* **Image point annotation entries**
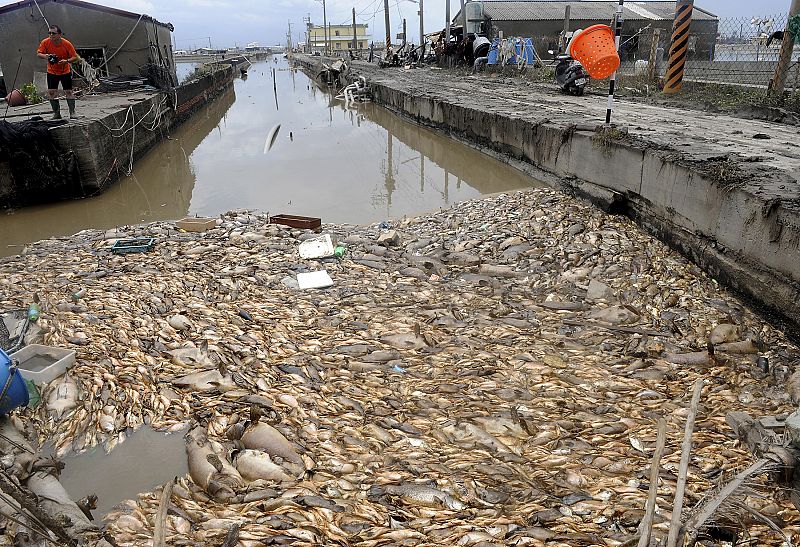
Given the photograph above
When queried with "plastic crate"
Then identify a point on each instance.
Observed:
(43, 364)
(297, 221)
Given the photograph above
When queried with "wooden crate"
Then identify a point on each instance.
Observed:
(297, 221)
(196, 224)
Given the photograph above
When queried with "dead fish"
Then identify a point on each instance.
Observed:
(207, 380)
(264, 437)
(220, 485)
(695, 358)
(271, 136)
(179, 322)
(417, 494)
(254, 465)
(64, 397)
(724, 332)
(745, 347)
(404, 340)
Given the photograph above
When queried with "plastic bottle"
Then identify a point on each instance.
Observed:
(33, 312)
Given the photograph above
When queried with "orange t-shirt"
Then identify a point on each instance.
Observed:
(64, 50)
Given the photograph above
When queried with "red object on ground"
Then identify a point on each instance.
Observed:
(15, 98)
(594, 48)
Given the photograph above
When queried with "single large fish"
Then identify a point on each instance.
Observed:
(273, 134)
(64, 397)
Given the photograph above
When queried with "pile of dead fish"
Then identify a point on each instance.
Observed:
(490, 374)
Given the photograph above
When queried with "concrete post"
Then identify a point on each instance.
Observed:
(618, 22)
(651, 69)
(355, 40)
(447, 23)
(463, 21)
(325, 25)
(678, 47)
(778, 82)
(388, 26)
(421, 29)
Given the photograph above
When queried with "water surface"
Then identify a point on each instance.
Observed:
(147, 459)
(356, 165)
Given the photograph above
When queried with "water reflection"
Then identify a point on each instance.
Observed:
(356, 165)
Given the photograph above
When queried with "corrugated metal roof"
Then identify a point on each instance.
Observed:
(590, 10)
(83, 4)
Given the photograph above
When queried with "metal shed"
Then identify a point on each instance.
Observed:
(544, 20)
(117, 42)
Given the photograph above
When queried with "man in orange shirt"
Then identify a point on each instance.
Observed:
(59, 53)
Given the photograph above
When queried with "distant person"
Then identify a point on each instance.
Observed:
(59, 53)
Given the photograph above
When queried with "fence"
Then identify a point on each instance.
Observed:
(738, 51)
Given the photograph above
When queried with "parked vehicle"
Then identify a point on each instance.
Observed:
(570, 75)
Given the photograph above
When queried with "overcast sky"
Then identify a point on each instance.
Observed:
(229, 22)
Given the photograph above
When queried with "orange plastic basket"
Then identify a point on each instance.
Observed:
(594, 49)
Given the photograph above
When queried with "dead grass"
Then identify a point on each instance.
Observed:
(604, 137)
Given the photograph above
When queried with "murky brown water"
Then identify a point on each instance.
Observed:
(356, 166)
(146, 459)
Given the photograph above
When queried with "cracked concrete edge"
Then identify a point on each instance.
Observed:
(740, 233)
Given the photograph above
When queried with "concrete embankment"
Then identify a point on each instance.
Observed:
(105, 154)
(114, 131)
(721, 190)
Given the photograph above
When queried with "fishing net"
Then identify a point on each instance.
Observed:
(39, 171)
(794, 28)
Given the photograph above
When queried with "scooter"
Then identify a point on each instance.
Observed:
(570, 75)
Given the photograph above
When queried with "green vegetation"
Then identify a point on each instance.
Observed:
(31, 94)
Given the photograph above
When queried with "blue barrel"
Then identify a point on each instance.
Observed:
(494, 52)
(17, 393)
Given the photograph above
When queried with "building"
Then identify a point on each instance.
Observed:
(544, 20)
(117, 42)
(340, 37)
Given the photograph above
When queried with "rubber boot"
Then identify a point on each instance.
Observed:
(56, 106)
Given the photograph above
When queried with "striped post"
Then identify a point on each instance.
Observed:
(677, 49)
(612, 83)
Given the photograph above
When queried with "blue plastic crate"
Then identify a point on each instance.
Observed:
(134, 245)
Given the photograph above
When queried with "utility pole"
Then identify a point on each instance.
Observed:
(421, 29)
(388, 28)
(785, 59)
(447, 23)
(678, 46)
(355, 40)
(463, 22)
(325, 25)
(307, 21)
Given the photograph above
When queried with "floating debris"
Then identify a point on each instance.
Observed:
(454, 387)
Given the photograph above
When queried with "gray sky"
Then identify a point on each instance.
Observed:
(229, 22)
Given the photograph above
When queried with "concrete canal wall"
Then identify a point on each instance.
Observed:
(115, 132)
(746, 234)
(104, 155)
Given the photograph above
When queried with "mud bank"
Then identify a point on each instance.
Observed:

* **What you need to do**
Without including any pictures, print each record exactly.

* **Worked solution**
Given the photograph above
When queried with "plastic crate"
Then identify a point on each instance.
Observed:
(43, 364)
(297, 221)
Given the photograph above
When queried with "wooden crate"
Then identify a point on each instance.
Observed:
(297, 221)
(196, 224)
Given the photograph above
When queried with "dead fish"
Then identify a point on each instance.
Observed:
(207, 380)
(264, 437)
(220, 485)
(695, 358)
(271, 136)
(179, 322)
(417, 494)
(254, 465)
(64, 397)
(724, 332)
(745, 347)
(404, 340)
Given the photograph above
When queried with "plastic bottle"
Then identify a point on each instance.
Observed:
(33, 312)
Given the photograph above
When queried with "orange t-shirt"
Then identify a point on each instance.
Observed:
(64, 50)
Given the photograph above
When queried with "red object on ground"
Then identify a point on each instance.
Observed:
(15, 98)
(594, 48)
Given the photograph above
When queried with "single large fish"
Then identify a point on each instance.
Observed:
(273, 134)
(64, 397)
Given the photograph above
When queried with "pile of dead fish"
Then identify a point on each instance.
Observed:
(490, 374)
Given the photograph above
When queried with "concrete post"
Then identify a point on each instance.
Observed:
(618, 22)
(651, 69)
(355, 40)
(447, 23)
(463, 21)
(325, 25)
(678, 47)
(778, 82)
(388, 26)
(421, 29)
Given the photograph above
When queried with "water surface"
Then identify a point on each instance.
Observed:
(147, 459)
(356, 165)
Given the photograph above
When queried with "water reflection"
Then identify a point on each instance.
Observed:
(356, 165)
Given the photograph above
When queried with "corrugated metal roof"
Then identify a point on each instance.
Observed:
(590, 10)
(83, 4)
Given the photograph above
When queried with "metal shed"
Then identify a point on each instance.
Observed:
(544, 20)
(117, 42)
Given the photograph above
When queried with "man in orange shirt"
Then identify a point on each instance.
Observed:
(59, 53)
Given the photograph above
When queried with "distant person"
Then identify a point on each instance.
Observed:
(59, 53)
Given the photograph above
When queried with "fence"
Then identify a point on each instance.
Observed:
(738, 51)
Given the photograph above
When queried with "parked vehicle"
Then identify a point on each instance.
Observed:
(570, 75)
Given the photograph above
When queried with "overcast sky"
Then identify a point on each instance.
Observed:
(229, 22)
Given the photograph above
When queried with "orange plastic basket"
Then identify a point on each instance.
Observed:
(594, 49)
Given the photograph above
When queried with "dead grass"
Then identify a point on each instance.
Observed:
(604, 137)
Given the photograph above
When queried with "murky brown water"
Then identify a point on each instance.
Observed:
(356, 166)
(146, 459)
Given the photograph above
When queried with "cracked concrete edge"
Then identify a point on each instance.
Observed:
(740, 233)
Given the photograph above
When queried with "concrete embankment"
Then identify a point on each instance.
Observed:
(105, 154)
(114, 131)
(721, 190)
Given the photograph above
When queried with "fishing net"
Then identify a point on each instance.
Observed:
(39, 171)
(794, 28)
Given the photograph above
When queried with "scooter"
Then identify a point on each instance.
Observed:
(570, 75)
Given the photograph above
When queried with "green vegetation"
Then identify a point on each instance.
Observed:
(31, 94)
Given the photograph above
When queried with "blue barrel"
Then identify a point on each instance.
Observed:
(494, 52)
(17, 393)
Given the photograph above
When queried with "building"
Then identify a point on each instance.
Observed:
(544, 20)
(117, 42)
(340, 37)
Given the photograph above
When queried with "rubber boot"
Then identify a point on each instance.
Observed:
(56, 106)
Given the photograph above
When queried with "striped post"
Then identify a point on each instance.
Observed:
(677, 49)
(612, 83)
Given the photograph above
When queried with "blue plastic crate"
Then identify a point on each instance.
Observed:
(134, 245)
Given the photograph above
When queried with "utility pole"
Then identify a point on each instance.
Observed:
(421, 29)
(388, 28)
(785, 59)
(447, 23)
(678, 46)
(355, 40)
(463, 22)
(325, 25)
(307, 21)
Given the photograph above
When queried with "floating debris"
Then identify a point on each instance.
Observed:
(454, 387)
Given the photograph above
When queried with "gray sky"
Then identify a point on each instance.
Observed:
(229, 22)
Given the photograph above
When queried with "concrete canal wall"
Then identify a point on each instance.
Observed:
(115, 132)
(746, 234)
(104, 155)
Given the photograph above
When queried with "mud bank"
Then identify a point on each instance.
Observed:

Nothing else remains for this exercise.